When you reach the line containing "bird, then give the position of each instance." in the entries below, please begin setting down lines exactly, stop only after the last one, and add nothing else.
### Extracted material ###
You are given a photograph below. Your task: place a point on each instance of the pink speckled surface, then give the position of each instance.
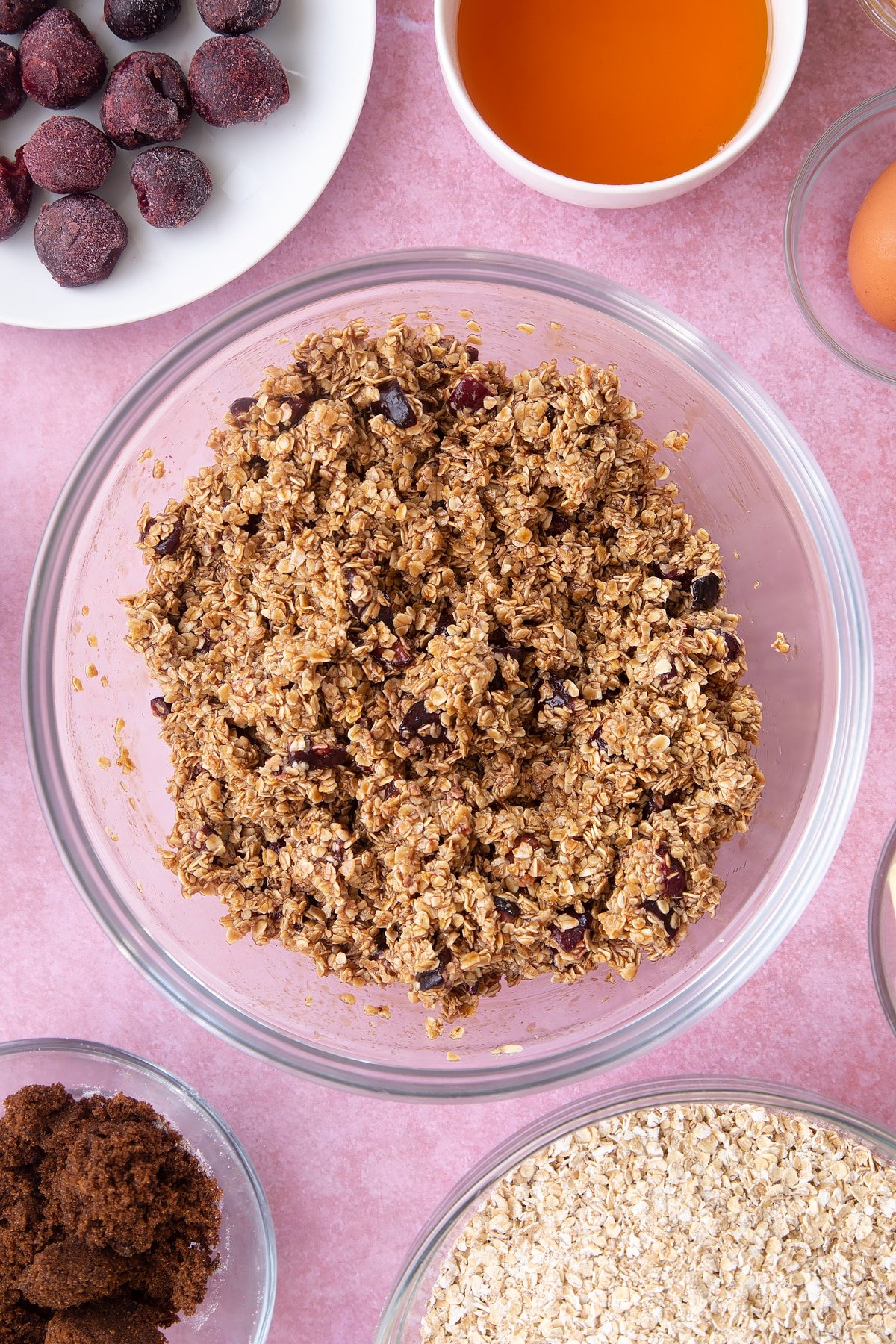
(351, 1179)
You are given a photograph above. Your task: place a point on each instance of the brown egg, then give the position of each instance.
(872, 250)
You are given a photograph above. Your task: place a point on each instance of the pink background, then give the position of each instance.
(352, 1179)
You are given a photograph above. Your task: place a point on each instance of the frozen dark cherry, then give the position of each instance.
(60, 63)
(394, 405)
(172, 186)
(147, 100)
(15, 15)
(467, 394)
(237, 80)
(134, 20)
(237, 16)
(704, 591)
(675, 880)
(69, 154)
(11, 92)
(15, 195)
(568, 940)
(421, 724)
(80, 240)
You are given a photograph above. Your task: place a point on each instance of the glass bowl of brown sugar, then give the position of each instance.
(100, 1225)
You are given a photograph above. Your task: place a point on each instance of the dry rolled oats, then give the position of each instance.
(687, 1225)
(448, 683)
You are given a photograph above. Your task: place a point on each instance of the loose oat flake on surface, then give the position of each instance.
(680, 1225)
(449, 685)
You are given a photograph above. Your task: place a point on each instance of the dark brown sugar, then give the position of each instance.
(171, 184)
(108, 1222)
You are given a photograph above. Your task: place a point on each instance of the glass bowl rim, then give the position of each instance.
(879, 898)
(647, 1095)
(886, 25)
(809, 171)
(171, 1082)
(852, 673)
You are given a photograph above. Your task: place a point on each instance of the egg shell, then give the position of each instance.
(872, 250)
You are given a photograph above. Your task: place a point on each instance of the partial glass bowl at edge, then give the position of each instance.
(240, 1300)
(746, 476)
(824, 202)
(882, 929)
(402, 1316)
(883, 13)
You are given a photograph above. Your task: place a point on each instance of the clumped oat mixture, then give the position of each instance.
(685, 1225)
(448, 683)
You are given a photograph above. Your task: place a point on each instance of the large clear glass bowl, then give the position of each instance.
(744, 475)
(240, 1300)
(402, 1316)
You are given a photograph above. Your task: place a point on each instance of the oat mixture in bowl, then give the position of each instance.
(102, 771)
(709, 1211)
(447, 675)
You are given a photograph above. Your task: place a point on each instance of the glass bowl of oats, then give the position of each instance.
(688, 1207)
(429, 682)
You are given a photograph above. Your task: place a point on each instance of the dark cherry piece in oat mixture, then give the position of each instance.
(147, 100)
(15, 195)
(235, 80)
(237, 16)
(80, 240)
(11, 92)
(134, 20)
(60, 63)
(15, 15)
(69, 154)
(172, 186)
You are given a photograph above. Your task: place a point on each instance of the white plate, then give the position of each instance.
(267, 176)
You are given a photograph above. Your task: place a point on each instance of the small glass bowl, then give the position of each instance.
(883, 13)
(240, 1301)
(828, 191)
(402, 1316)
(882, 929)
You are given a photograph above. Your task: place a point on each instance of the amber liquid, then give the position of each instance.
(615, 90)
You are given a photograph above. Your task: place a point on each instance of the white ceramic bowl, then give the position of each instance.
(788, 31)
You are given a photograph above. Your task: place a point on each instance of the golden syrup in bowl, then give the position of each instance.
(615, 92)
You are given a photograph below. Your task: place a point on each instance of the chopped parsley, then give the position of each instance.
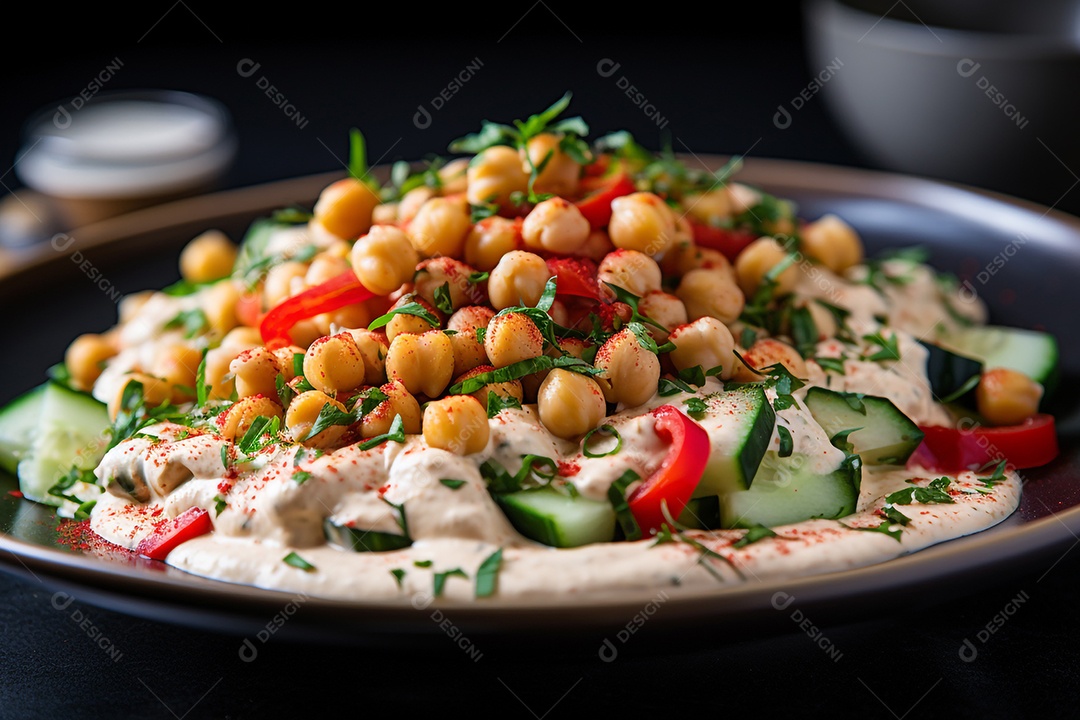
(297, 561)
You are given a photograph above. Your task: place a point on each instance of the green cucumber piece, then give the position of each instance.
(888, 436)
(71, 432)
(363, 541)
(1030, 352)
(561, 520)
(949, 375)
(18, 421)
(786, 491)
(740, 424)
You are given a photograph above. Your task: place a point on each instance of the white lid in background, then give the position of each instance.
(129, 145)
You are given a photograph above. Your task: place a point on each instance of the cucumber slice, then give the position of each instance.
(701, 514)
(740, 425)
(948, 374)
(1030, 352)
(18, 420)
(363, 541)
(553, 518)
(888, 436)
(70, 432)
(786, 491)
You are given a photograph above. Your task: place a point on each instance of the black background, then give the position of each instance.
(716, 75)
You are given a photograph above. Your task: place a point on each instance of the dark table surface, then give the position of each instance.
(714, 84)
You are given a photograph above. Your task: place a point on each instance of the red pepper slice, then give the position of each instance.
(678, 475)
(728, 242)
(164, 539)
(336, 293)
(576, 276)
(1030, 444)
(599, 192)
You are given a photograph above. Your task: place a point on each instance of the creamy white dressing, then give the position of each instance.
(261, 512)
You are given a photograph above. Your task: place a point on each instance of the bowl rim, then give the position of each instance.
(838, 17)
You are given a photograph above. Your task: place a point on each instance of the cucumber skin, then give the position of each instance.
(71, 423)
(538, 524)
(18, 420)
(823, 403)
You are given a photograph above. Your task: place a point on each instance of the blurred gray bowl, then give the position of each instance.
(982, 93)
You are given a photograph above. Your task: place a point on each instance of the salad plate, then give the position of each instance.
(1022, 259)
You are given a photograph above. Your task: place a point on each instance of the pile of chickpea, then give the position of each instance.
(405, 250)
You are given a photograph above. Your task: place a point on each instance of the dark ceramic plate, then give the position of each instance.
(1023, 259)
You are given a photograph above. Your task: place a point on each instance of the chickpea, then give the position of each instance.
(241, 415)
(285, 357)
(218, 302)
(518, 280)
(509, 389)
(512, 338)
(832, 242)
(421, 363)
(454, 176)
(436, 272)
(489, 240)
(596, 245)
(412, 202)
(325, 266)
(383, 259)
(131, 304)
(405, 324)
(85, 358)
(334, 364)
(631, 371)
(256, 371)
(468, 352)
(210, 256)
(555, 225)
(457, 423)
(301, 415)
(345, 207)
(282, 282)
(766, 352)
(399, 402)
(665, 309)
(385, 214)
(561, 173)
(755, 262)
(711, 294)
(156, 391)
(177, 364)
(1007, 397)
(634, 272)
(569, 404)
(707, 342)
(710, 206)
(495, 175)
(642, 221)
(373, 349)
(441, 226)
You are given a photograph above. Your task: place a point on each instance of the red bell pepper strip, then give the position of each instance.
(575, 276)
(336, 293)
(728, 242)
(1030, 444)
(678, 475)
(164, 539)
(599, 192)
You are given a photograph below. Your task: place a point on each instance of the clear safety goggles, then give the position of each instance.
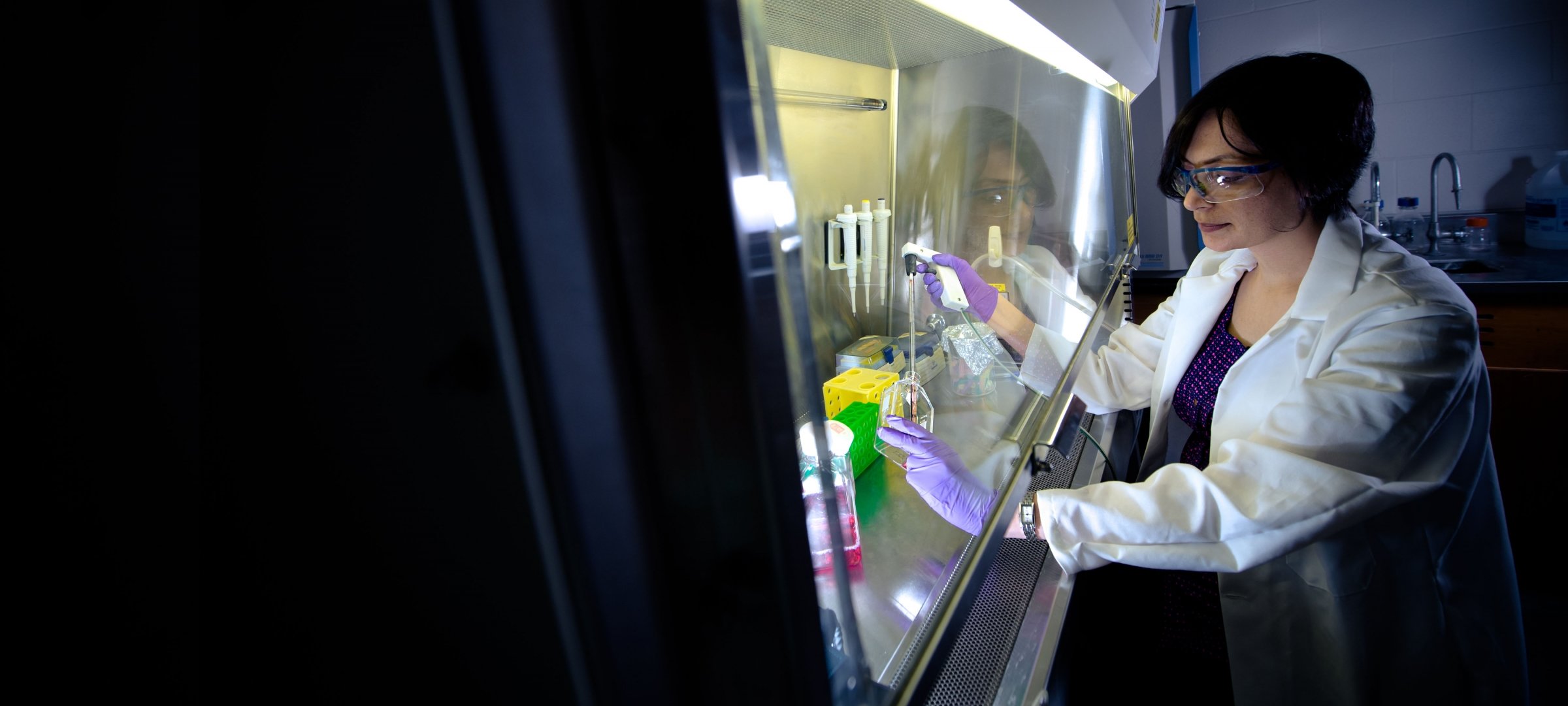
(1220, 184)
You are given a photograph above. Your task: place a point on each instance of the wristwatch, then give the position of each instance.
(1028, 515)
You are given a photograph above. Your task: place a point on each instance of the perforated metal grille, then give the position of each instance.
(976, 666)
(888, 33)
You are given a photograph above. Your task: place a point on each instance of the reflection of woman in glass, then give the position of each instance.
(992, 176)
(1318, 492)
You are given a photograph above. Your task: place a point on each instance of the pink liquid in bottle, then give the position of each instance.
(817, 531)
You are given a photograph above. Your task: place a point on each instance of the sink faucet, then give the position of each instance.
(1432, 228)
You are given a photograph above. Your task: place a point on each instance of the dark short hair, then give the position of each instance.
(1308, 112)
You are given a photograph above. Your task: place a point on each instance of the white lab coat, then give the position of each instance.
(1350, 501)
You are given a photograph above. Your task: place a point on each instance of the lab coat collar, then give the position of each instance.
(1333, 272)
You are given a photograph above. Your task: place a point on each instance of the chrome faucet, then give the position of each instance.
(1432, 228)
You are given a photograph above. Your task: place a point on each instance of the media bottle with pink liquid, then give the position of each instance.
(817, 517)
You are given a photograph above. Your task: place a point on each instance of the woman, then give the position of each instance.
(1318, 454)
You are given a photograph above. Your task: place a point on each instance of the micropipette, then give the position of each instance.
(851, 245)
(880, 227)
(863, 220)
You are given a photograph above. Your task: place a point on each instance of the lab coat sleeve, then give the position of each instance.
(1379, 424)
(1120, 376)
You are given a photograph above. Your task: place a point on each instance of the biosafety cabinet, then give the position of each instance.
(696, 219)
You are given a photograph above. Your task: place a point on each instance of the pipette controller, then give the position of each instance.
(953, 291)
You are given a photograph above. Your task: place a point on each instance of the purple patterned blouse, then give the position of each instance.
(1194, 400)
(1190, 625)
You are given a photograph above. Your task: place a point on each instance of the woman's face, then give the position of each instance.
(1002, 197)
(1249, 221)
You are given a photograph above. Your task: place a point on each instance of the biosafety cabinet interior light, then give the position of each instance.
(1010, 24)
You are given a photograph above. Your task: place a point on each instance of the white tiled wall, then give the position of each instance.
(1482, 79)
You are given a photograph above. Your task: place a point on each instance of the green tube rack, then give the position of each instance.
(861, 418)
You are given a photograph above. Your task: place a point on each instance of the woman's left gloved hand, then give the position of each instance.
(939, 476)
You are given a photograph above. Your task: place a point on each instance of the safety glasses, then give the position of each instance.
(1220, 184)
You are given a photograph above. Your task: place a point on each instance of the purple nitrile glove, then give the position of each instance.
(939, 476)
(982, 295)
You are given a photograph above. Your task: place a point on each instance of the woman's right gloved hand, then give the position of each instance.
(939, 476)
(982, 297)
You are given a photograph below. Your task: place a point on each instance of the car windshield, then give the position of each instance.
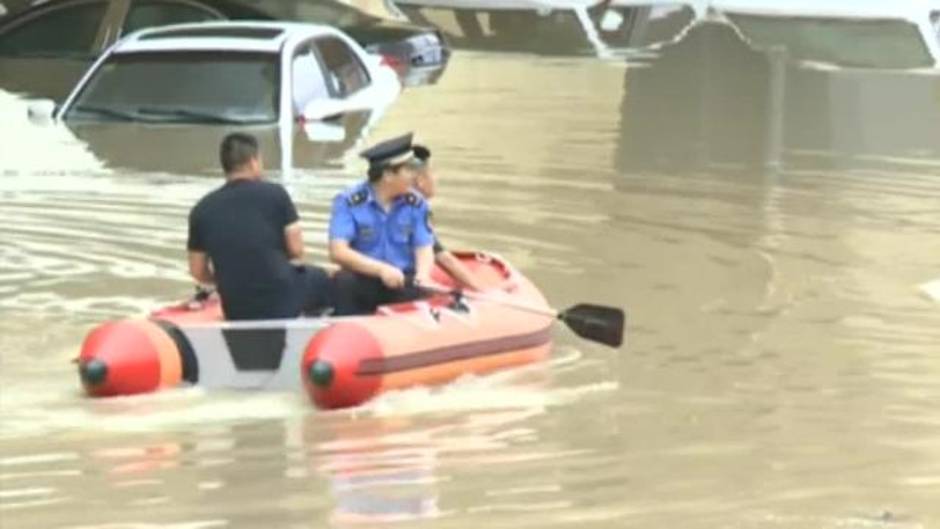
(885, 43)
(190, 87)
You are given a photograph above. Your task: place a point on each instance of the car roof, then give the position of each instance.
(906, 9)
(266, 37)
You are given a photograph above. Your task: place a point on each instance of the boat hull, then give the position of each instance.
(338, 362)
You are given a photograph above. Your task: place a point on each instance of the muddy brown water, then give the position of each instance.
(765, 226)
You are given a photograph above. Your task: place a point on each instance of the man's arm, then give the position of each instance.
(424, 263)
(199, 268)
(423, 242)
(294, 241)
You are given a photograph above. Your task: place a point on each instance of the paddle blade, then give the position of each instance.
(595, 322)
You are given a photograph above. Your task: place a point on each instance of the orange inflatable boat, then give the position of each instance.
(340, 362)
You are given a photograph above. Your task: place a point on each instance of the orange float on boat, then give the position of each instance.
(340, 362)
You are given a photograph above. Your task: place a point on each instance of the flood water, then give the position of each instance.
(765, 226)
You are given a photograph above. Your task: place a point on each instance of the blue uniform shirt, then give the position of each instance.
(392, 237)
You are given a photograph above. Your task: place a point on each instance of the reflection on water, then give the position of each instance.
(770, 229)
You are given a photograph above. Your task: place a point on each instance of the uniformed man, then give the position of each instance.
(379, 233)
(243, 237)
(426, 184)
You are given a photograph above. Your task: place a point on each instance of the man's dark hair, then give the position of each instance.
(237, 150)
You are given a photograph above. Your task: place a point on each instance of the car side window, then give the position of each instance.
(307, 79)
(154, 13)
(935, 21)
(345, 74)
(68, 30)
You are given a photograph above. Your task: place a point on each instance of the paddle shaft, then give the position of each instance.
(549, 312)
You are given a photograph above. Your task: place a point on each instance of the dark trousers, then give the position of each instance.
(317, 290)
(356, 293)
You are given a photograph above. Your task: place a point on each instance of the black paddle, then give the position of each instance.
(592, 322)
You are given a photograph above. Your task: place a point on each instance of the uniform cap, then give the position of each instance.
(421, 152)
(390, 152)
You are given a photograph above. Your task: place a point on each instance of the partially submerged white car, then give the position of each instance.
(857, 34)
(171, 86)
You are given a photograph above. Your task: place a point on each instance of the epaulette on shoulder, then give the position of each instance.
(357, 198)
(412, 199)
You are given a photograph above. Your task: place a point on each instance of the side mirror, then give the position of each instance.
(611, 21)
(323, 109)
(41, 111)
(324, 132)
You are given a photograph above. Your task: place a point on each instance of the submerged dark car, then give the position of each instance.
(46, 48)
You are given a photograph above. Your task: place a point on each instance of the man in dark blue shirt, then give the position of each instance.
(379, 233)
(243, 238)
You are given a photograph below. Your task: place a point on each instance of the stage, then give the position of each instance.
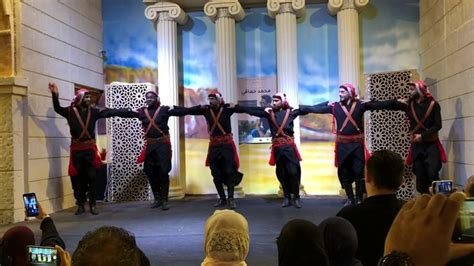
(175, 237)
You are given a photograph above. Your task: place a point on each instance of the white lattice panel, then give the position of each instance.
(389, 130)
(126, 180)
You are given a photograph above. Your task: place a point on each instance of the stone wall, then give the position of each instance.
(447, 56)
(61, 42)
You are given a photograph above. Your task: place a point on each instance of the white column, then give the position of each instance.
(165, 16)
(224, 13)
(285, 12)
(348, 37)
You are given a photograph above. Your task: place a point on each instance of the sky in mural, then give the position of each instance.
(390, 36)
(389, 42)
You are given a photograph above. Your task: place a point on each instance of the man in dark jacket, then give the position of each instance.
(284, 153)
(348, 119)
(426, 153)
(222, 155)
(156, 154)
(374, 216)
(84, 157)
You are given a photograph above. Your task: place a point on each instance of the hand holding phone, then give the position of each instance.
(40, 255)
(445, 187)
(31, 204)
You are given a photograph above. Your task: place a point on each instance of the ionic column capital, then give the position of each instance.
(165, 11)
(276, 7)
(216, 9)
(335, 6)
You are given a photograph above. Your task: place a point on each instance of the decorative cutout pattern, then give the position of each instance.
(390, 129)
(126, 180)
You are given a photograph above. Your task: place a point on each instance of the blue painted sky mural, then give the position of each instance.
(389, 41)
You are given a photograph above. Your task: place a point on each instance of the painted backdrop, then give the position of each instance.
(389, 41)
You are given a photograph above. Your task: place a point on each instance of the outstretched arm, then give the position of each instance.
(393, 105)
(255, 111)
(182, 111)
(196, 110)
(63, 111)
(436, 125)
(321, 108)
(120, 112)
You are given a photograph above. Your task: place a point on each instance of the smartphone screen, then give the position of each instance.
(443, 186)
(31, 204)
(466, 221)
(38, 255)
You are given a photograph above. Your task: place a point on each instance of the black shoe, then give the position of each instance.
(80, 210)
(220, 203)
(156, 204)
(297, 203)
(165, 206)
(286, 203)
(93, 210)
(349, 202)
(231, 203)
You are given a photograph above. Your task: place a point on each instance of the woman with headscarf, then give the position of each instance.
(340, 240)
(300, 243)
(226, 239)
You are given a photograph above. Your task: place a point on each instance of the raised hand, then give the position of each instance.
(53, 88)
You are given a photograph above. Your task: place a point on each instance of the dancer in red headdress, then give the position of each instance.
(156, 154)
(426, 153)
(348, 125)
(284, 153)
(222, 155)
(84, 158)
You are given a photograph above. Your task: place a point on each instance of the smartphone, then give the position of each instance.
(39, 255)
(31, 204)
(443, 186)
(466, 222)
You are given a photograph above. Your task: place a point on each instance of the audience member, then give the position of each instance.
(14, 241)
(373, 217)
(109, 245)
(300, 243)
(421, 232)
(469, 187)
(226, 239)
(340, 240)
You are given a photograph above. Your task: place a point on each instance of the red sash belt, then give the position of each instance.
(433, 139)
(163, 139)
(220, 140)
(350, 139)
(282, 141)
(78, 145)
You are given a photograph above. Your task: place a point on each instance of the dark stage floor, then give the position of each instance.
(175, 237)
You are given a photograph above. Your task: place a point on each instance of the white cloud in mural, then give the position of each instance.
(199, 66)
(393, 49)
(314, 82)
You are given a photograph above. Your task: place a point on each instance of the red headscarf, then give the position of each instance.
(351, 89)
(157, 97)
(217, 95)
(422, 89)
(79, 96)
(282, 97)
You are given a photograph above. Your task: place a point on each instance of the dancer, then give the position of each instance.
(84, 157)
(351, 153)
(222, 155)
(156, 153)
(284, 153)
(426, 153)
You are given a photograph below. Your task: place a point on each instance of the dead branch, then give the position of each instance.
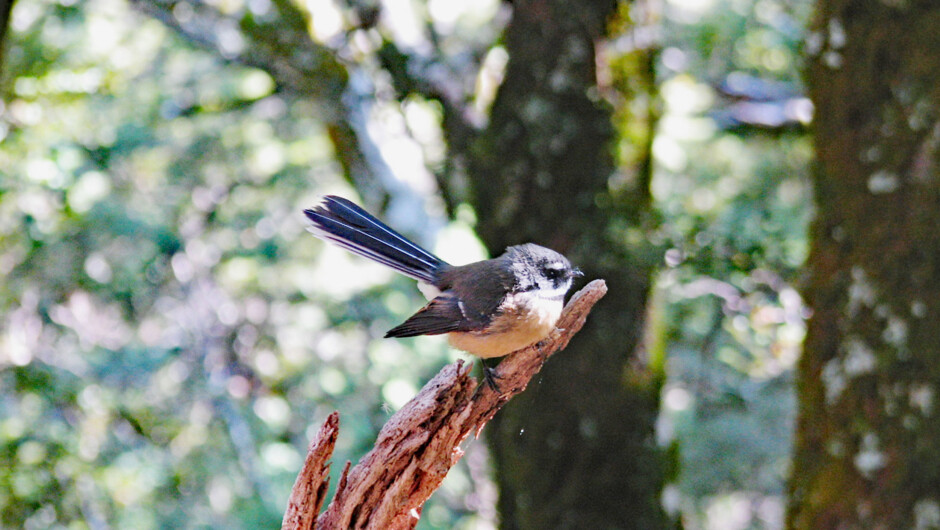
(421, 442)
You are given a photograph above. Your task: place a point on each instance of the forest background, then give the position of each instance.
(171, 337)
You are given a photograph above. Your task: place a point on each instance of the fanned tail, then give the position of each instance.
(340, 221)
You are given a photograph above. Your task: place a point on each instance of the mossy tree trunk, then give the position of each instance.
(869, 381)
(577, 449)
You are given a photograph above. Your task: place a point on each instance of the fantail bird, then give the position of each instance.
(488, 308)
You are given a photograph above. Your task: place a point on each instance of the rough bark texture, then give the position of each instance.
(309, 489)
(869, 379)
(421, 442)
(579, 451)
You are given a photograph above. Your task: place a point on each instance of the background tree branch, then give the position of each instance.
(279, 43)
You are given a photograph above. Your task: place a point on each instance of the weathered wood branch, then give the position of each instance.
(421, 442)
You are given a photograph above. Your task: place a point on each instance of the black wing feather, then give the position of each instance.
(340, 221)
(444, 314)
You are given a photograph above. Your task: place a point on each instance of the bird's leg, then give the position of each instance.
###
Solution to this exercise>
You are given a photograph above. Your task: place a point on each instance of the fantail bird, then give the position of each instance.
(488, 308)
You are given a photograph above. Your task: place a point on each instance of the rough bark texture, then give the position of each instance.
(309, 489)
(869, 379)
(421, 442)
(579, 451)
You are given a photograph above. Your task: place a point on each instance of the background tree branch, then give the position of each instance.
(279, 43)
You are given a photograph above. Your task: place a point on each instance of the weathered wood branch, then give the position of each instance.
(421, 442)
You are given a photograph above. Your task: place a point on each instance of the black wing feather, then give the position of each instance.
(340, 221)
(444, 314)
You are given a photograph above. Your task: place a point on each instance of the bird's leg, then give the position of each instance.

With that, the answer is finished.